§ Extracted records
--------------------
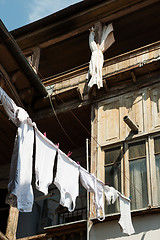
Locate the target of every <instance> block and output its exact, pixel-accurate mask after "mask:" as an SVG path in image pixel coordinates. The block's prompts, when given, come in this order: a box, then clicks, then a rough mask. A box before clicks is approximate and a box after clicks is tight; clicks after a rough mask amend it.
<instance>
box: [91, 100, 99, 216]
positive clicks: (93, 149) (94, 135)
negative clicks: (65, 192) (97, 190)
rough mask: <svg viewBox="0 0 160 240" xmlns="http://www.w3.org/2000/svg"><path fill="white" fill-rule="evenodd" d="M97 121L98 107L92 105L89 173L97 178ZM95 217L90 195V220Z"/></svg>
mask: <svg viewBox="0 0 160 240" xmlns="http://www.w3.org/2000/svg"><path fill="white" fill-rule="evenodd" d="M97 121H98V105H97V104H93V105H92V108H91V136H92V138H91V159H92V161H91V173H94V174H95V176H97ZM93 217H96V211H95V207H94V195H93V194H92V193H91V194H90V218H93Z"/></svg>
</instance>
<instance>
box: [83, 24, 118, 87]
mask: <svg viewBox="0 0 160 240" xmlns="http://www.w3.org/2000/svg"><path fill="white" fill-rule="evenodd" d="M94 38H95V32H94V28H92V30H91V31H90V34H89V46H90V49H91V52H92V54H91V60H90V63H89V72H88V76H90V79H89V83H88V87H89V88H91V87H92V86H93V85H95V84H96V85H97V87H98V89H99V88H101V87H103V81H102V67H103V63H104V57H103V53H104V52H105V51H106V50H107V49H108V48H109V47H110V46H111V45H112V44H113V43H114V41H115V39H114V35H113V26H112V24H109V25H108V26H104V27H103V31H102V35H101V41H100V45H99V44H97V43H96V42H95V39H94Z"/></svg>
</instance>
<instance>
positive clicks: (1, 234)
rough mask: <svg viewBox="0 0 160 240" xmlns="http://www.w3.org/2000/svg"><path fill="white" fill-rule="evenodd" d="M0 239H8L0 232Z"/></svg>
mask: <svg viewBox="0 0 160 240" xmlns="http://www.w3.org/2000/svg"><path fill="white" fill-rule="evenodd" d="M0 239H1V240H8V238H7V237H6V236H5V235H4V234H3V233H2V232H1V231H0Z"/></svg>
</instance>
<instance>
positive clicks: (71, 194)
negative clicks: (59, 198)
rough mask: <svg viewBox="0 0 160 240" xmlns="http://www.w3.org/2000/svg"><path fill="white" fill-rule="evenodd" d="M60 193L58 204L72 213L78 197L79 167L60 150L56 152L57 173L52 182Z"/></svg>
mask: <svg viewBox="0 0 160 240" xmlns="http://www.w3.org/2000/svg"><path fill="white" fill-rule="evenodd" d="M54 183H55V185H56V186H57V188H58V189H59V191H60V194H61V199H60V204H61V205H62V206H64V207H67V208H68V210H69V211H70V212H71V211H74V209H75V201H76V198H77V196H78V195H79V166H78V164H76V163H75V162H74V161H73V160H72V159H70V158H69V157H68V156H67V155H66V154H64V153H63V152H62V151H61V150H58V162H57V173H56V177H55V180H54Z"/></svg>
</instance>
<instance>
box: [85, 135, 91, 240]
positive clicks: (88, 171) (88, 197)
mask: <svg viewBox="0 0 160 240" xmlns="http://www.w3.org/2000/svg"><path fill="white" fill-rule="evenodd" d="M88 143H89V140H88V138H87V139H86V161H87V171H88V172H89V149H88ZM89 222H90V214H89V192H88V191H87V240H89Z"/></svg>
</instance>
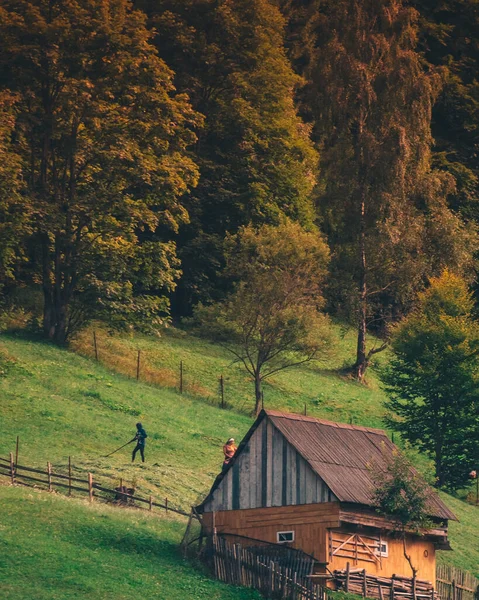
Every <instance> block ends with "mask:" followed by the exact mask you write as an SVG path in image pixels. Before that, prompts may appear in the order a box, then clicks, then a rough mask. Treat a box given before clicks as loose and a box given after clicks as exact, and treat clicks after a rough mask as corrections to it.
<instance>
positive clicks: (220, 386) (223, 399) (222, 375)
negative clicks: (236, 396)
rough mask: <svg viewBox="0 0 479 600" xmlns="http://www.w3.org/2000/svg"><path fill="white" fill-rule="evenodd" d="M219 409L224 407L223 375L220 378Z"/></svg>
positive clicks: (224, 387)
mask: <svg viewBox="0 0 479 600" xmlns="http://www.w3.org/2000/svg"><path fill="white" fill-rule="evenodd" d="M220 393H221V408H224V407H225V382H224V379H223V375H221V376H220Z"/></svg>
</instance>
--------------------
§ DIRECTIVE
Return every line of the entries above that contains the string "positive", where case counts.

§ RESULT FOR THIS EXERCISE
positive clicks: (93, 149) (94, 135)
positive clicks: (1, 234)
positive clicks: (71, 194)
positive clicks: (88, 171) (88, 197)
positive clicks: (220, 386) (223, 399) (222, 375)
positive clicks: (224, 387)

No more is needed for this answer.